**Challenge:** Copy the following material line for line, without changing any word, number, or mark.

§

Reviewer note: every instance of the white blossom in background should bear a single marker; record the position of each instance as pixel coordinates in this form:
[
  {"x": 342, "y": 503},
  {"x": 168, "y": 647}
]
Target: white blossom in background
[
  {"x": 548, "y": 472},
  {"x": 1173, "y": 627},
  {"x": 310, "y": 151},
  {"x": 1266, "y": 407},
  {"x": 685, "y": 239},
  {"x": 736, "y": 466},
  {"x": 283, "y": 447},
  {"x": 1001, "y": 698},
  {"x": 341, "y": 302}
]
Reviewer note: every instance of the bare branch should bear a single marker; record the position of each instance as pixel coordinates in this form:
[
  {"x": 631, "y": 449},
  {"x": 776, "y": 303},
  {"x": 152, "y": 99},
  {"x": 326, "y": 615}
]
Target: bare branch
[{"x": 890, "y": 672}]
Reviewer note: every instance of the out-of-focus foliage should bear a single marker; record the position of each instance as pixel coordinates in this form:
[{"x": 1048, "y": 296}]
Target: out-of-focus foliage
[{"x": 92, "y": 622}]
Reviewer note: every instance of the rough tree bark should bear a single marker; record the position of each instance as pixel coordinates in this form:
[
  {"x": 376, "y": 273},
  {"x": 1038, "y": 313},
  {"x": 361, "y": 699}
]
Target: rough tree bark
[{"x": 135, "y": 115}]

§

**Task solution:**
Reviewer note: every instance of the white blossom in background should bear a single marker; record the position of each instance as pixel coordinates in this form:
[
  {"x": 342, "y": 503},
  {"x": 168, "y": 647}
]
Target: white blossom in background
[
  {"x": 548, "y": 472},
  {"x": 1173, "y": 627},
  {"x": 310, "y": 151},
  {"x": 1266, "y": 407},
  {"x": 685, "y": 239},
  {"x": 736, "y": 466},
  {"x": 283, "y": 447},
  {"x": 1001, "y": 698},
  {"x": 341, "y": 302}
]
Reviewer note: every instance of the bare branch should bear a single marker; record the position of each instance as pixel coordinates in this form:
[
  {"x": 631, "y": 449},
  {"x": 776, "y": 303},
  {"x": 152, "y": 99},
  {"x": 326, "y": 615}
]
Target: bare branch
[{"x": 890, "y": 672}]
Reviewer note: every instance of the out-of-focus foliage should bear a single marker; record the position of each instance as pixel coordinates in this form:
[{"x": 1048, "y": 296}]
Target: out-of-focus foliage
[{"x": 92, "y": 622}]
Reviewer note: every instance of the rough tree bark should bear a single marker; record the position of each instance as pixel coordinates in this form:
[
  {"x": 376, "y": 273},
  {"x": 1038, "y": 313},
  {"x": 361, "y": 699}
]
Target: rough tree bark
[{"x": 135, "y": 115}]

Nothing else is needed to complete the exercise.